Reproduce the passage below about mortals spirited away to fairyland, word for word and in full.

| Given passage |
—————

“Thom sat amidst the frigid beauty, barefooted and without a coat, singing to the wind and laughing at jokes only he could hear.” – excerpt from The Broken Court, Chapter 5 – The Lost Ones
Changlings, Kilmeny, Rhys ap Morgan, True Thomas, Tamlin – many a tale has been told about those who were spirited away by fairies; of the beauties and delights they saw while in fairyland and the often sad fates that awaited them upon their return to the mortal world.
“They walked through a land where there were no shadows. Where slender boles of crystalline trees rose up like pillars from a floor of malachite. Their spreading branches held aloft a sky made of lapis. The trees opened up to a great circle where the Fairy Queen’s round danced. Two rings of dancers there were, one within the other. The inner ring spun widdershins as sunwise spun the outer. In its center, rising above all, was a dais. Upon it was a throne, where sat the Fairy Queen.

—————

| Records supplied |
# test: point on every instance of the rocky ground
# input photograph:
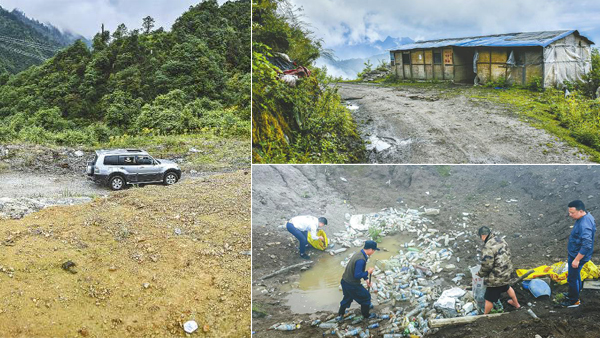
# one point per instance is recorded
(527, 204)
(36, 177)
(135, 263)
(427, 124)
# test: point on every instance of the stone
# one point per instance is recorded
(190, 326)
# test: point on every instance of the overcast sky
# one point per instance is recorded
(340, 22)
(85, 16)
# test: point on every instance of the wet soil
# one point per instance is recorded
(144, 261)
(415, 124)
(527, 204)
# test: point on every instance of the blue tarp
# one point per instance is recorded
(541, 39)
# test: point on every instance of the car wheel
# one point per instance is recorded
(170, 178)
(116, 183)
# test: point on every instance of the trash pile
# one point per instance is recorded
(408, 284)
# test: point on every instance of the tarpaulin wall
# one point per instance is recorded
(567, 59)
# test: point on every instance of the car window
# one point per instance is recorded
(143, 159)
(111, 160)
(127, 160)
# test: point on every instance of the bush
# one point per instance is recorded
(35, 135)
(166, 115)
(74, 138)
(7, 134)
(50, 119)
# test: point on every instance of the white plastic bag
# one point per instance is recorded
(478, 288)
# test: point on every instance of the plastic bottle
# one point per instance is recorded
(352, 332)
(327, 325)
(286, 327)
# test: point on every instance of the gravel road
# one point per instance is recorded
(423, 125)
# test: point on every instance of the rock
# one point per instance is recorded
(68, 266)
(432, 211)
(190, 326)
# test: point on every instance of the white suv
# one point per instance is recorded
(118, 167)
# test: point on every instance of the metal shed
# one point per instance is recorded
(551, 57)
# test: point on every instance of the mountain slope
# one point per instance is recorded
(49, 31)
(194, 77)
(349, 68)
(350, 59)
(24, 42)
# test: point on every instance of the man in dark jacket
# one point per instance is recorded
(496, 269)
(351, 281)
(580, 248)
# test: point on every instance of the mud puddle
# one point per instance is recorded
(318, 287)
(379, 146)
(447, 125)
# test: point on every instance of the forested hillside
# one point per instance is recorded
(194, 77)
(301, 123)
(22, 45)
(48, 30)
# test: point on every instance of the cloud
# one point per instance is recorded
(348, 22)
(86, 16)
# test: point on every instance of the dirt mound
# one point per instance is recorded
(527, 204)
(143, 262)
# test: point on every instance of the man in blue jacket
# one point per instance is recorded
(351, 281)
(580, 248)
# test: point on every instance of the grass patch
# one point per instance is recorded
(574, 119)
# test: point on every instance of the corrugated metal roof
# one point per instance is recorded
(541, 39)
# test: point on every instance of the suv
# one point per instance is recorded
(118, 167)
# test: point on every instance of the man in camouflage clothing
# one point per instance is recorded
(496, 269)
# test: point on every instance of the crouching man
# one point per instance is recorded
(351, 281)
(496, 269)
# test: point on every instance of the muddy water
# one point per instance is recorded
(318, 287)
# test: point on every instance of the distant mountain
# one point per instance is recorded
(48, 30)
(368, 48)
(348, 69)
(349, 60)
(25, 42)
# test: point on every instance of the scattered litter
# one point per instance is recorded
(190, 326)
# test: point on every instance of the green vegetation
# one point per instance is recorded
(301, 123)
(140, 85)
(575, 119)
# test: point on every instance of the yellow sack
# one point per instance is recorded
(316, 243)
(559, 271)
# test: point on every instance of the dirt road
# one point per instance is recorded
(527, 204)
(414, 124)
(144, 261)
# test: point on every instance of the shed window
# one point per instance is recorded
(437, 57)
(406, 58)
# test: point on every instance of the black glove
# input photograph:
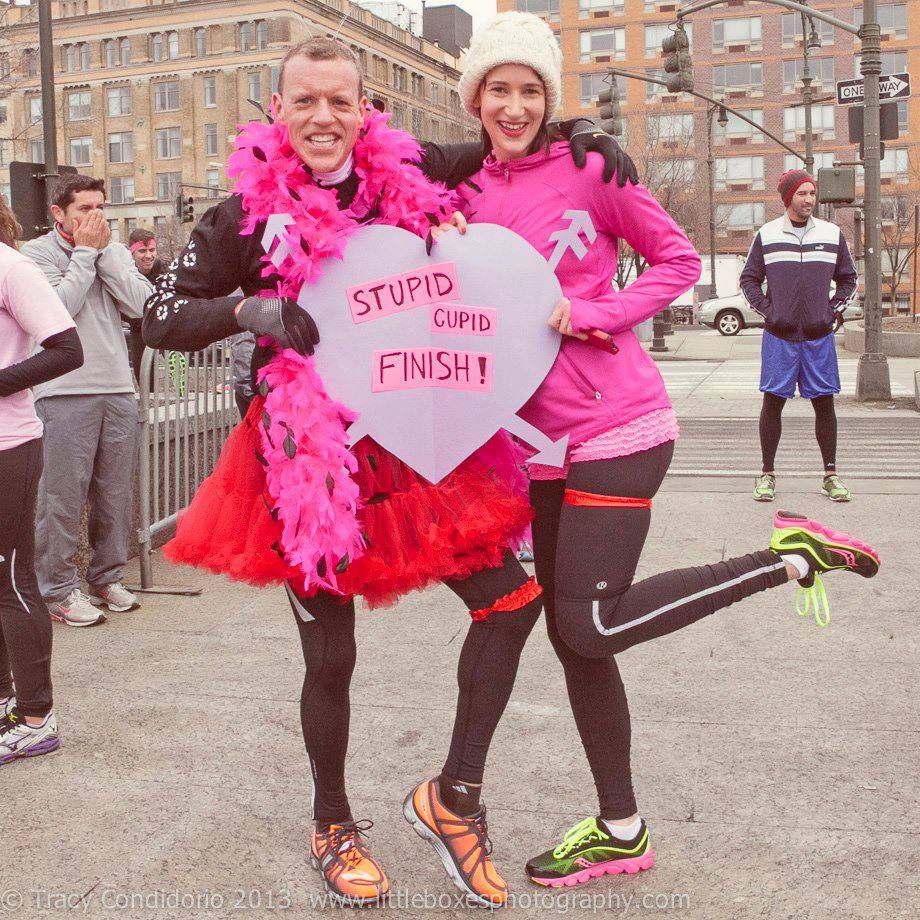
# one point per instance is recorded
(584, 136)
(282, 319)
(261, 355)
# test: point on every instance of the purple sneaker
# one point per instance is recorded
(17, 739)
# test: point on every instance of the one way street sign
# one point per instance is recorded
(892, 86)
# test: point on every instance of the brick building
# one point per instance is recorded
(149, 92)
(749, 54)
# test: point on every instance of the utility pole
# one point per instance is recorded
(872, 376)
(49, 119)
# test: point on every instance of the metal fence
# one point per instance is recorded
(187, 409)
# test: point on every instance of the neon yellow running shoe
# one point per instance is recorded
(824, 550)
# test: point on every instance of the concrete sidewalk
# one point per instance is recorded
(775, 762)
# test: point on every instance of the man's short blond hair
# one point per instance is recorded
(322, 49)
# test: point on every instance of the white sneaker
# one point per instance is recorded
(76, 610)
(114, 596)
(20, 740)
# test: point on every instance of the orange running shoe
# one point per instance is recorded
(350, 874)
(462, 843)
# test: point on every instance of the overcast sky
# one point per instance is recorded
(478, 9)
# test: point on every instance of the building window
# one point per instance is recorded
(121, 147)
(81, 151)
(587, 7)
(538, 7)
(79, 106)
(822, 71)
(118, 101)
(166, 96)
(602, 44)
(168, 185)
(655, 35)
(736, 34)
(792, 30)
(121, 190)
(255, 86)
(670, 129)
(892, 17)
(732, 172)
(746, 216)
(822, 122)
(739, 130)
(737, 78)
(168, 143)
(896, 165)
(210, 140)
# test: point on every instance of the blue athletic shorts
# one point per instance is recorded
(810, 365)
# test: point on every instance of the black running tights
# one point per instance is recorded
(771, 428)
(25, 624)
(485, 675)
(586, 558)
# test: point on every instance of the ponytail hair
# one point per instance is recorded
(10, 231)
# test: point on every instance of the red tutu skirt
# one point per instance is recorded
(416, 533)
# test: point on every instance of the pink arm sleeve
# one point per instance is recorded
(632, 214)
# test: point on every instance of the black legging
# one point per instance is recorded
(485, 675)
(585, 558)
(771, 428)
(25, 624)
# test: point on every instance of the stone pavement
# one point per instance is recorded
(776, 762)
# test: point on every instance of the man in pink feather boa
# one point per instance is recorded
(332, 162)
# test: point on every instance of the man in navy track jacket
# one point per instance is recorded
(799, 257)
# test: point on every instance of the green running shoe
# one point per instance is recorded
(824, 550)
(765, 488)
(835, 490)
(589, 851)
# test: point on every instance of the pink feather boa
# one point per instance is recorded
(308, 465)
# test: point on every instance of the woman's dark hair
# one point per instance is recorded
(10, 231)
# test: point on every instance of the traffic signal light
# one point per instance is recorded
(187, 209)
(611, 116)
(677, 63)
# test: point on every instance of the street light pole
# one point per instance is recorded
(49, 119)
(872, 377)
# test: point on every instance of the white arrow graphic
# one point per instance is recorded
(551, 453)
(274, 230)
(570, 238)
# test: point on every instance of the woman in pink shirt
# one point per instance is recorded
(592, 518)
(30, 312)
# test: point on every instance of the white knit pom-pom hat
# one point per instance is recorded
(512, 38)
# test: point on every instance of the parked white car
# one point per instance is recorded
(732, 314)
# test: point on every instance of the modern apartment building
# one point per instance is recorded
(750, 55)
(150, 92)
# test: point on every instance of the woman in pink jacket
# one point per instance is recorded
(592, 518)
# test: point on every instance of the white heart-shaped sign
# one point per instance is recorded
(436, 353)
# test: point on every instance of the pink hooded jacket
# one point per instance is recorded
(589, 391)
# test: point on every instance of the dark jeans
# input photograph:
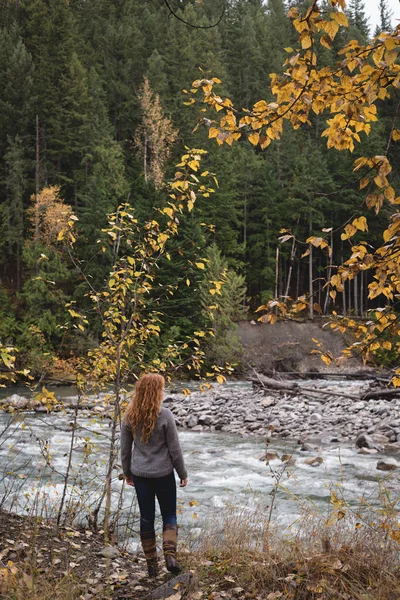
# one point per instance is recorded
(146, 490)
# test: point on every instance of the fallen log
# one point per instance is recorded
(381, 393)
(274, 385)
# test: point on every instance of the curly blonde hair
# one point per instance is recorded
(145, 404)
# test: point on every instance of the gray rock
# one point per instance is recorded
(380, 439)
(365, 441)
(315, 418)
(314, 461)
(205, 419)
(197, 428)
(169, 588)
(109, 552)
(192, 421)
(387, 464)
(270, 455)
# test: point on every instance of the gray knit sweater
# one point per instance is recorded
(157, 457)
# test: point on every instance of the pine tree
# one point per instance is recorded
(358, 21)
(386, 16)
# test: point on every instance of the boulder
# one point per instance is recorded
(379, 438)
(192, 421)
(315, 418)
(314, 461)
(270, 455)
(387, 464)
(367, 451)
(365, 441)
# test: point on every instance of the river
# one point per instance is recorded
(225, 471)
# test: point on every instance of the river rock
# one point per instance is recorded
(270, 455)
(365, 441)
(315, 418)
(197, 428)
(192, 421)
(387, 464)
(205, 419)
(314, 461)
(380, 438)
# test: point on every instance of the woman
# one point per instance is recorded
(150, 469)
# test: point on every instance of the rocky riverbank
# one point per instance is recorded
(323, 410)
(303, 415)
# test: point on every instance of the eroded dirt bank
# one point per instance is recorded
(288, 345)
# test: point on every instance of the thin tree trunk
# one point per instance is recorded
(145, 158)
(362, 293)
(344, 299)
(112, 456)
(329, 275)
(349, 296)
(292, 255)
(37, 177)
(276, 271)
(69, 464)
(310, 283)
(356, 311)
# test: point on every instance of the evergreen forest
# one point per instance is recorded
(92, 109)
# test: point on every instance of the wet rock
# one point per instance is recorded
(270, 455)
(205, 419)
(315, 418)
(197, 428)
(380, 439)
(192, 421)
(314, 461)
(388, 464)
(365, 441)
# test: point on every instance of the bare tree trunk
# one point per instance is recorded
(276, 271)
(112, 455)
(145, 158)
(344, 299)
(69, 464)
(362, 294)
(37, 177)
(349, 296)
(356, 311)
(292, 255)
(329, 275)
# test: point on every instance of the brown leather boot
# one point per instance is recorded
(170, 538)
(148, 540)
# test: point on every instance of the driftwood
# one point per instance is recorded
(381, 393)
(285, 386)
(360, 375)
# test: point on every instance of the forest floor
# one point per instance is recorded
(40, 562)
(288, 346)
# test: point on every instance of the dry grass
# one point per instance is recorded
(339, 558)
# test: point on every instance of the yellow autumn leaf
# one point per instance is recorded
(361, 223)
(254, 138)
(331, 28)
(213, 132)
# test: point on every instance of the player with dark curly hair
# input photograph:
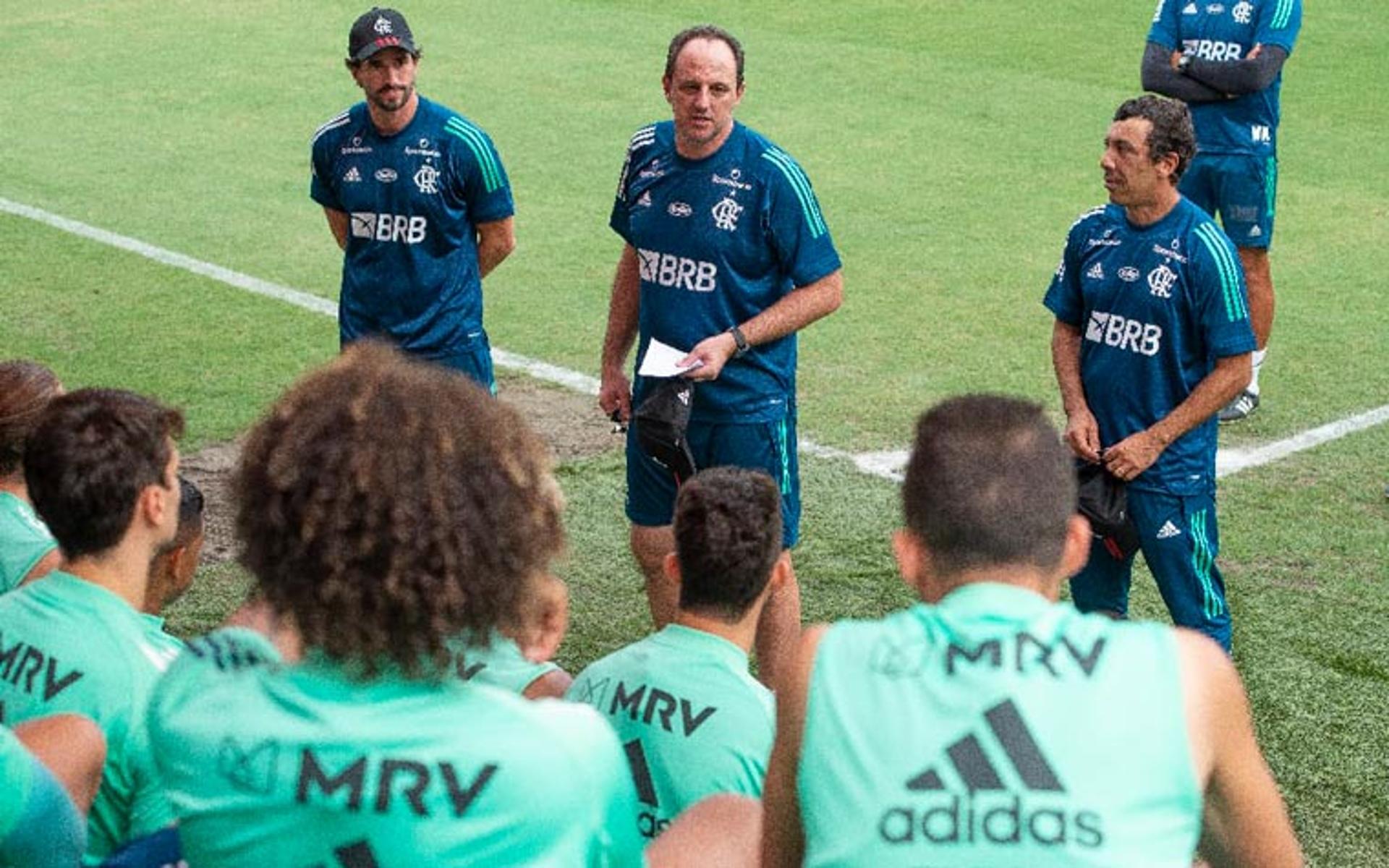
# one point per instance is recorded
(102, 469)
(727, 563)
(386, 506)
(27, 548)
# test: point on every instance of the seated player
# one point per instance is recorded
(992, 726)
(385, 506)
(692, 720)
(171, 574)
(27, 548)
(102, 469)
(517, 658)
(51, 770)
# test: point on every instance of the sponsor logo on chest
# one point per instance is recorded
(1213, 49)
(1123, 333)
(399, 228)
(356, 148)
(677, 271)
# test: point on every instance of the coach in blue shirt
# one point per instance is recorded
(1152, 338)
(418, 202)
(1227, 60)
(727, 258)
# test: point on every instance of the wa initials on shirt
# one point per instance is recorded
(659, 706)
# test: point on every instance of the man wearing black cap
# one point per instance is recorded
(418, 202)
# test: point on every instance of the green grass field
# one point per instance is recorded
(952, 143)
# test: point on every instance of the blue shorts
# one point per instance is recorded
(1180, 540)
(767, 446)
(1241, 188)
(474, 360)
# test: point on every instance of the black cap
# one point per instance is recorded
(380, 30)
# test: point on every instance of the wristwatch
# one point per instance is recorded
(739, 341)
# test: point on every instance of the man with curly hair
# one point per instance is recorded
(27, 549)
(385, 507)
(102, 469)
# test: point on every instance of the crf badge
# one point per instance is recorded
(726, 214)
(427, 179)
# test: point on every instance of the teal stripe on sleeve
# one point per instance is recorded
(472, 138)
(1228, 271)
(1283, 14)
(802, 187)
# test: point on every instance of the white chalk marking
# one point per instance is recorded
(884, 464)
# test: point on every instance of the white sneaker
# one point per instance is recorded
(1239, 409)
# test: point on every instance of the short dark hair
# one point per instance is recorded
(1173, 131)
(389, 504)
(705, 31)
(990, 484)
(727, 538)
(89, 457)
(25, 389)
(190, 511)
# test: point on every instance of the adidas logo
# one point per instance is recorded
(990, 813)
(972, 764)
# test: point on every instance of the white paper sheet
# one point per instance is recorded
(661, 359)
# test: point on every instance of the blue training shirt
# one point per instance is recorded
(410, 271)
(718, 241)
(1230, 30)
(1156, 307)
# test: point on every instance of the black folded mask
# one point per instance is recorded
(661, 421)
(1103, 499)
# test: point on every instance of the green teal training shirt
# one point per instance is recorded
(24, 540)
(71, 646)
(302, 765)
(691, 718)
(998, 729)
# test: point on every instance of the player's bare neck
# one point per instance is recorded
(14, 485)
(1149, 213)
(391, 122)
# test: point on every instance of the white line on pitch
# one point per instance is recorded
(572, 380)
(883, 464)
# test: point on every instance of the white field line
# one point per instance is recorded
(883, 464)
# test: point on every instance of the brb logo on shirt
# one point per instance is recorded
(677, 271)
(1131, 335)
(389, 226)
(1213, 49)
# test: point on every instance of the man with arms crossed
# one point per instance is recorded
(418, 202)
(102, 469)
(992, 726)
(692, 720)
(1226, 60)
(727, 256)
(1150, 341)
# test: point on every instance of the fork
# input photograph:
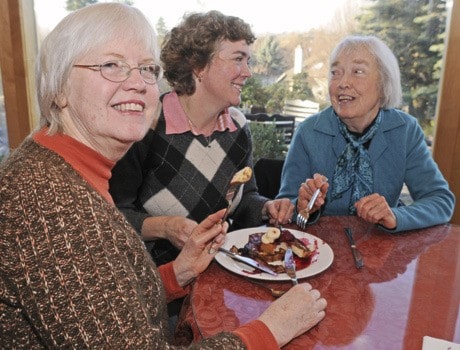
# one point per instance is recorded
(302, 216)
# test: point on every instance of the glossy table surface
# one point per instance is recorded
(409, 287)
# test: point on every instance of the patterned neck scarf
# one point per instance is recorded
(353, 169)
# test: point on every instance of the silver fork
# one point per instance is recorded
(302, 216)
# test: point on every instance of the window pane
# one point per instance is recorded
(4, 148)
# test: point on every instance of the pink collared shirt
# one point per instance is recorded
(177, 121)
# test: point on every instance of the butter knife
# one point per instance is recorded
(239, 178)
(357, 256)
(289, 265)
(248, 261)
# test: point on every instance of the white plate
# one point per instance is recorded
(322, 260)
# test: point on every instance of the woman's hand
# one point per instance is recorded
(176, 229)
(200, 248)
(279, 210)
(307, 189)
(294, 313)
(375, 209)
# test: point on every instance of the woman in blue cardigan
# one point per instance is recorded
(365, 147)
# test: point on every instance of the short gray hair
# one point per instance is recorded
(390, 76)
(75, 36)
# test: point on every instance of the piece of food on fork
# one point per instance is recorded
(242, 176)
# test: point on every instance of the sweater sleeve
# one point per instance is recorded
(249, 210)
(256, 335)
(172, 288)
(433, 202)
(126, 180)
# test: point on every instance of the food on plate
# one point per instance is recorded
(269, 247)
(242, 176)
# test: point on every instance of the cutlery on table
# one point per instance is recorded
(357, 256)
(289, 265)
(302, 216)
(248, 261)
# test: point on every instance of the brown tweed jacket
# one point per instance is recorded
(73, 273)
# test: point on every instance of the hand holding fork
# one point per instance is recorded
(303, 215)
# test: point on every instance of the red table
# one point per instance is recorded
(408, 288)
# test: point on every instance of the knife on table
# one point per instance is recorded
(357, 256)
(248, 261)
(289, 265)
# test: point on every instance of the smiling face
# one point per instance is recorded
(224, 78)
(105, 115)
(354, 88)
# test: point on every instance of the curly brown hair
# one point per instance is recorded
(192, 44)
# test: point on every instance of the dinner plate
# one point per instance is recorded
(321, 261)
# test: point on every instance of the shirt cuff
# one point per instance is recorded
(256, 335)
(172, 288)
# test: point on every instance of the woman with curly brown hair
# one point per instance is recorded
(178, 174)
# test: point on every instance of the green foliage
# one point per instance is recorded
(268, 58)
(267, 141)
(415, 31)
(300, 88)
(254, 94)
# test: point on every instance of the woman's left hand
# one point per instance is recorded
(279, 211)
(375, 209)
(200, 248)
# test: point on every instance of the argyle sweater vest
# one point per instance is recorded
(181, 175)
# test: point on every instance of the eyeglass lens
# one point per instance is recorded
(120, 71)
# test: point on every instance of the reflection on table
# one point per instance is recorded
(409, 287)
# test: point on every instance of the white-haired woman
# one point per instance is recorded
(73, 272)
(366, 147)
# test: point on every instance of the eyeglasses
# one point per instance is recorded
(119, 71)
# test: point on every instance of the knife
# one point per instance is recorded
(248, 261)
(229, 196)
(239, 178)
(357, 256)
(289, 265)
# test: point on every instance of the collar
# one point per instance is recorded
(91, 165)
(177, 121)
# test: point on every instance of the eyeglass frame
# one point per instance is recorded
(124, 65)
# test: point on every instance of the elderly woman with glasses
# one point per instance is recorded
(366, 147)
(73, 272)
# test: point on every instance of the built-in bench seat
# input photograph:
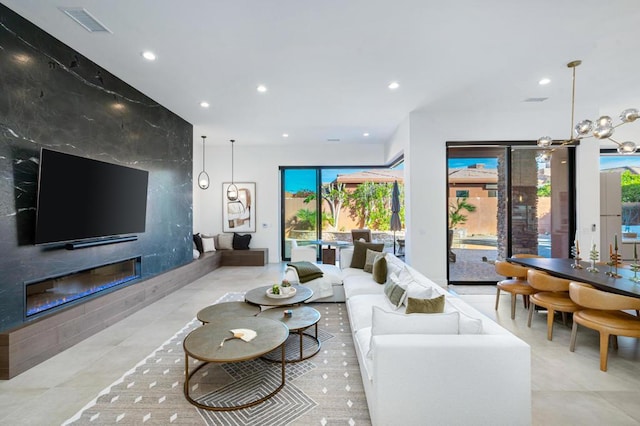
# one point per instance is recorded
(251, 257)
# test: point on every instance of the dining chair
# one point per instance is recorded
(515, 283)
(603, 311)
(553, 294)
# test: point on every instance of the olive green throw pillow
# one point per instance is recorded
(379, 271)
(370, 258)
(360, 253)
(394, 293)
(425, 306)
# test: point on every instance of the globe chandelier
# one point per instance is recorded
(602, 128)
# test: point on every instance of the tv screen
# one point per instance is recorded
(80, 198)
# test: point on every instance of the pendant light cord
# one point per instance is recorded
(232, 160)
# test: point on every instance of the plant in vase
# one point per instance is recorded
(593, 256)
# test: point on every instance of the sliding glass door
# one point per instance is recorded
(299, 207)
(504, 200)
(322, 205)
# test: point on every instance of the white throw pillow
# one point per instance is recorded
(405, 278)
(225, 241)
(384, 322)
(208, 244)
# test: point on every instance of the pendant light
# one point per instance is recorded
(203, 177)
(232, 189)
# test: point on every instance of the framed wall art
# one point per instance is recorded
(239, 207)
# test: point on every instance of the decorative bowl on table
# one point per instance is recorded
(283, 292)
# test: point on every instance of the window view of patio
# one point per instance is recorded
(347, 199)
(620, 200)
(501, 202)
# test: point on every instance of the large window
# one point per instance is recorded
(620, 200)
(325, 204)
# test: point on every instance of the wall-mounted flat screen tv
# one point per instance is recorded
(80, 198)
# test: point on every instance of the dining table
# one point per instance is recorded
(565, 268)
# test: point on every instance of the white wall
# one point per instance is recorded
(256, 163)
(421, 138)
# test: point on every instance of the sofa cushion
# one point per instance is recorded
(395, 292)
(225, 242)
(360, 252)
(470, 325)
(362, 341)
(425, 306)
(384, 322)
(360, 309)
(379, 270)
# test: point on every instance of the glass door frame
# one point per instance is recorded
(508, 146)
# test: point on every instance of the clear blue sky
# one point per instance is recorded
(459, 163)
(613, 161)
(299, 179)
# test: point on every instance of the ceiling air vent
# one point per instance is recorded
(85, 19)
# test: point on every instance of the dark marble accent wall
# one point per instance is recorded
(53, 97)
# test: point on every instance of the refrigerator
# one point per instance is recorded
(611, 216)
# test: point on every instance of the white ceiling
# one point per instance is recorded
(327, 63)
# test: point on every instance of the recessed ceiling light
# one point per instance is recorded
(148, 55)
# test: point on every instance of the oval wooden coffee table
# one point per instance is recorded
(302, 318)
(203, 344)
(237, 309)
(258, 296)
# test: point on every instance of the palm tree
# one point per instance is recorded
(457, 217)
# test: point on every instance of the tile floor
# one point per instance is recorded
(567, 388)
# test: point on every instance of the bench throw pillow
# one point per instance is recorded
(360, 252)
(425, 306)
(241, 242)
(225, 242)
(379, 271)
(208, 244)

—————

| Final answer |
“Thom sat amidst the frigid beauty, barefooted and without a coat, singing to the wind and laughing at jokes only he could hear.” – excerpt from The Broken Court, Chapter 5 – The Lost Ones
Changlings, Kilmeny, Rhys ap Morgan, True Thomas, Tamlin – many a tale has been told about those who were spirited away by fairies; of the beauties and delights they saw while in fairyland and the often sad fates that awaited them upon their return to the mortal world.
“They walked through a land where there were no shadows. Where slender boles of crystalline trees rose up like pillars from a floor of malachite. Their spreading branches held aloft a sky made of lapis. The trees opened up to a great circle where the Fairy Queen’s round danced. Two rings of dancers there were, one within the other. The inner ring spun widdershins as sunwise spun the outer. In its center, rising above all, was a dais. Upon it was a throne, where sat the Fairy Queen.